Please duplicate the following material line for line, without changing anything.

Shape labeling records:

-*-*-

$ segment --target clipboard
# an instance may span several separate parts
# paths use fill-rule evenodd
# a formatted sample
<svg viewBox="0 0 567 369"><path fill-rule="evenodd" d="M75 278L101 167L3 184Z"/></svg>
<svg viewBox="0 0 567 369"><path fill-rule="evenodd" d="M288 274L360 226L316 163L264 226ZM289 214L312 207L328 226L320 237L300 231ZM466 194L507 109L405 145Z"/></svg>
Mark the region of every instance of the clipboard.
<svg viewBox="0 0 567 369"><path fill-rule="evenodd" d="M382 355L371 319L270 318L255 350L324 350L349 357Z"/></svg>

-*-*-

• **OUTPUT FOR THIS TASK**
$ segment --target clipboard
# an instance may span several separate parts
# paths use fill-rule evenodd
# a formatted sample
<svg viewBox="0 0 567 369"><path fill-rule="evenodd" d="M75 278L101 167L3 184Z"/></svg>
<svg viewBox="0 0 567 369"><path fill-rule="evenodd" d="M288 274L360 226L316 163L264 226ZM289 214L312 207L328 226L320 237L300 231ZM466 194L507 109L405 145Z"/></svg>
Mark the region of every instance of the clipboard.
<svg viewBox="0 0 567 369"><path fill-rule="evenodd" d="M382 355L371 319L270 318L255 350L324 350L349 357Z"/></svg>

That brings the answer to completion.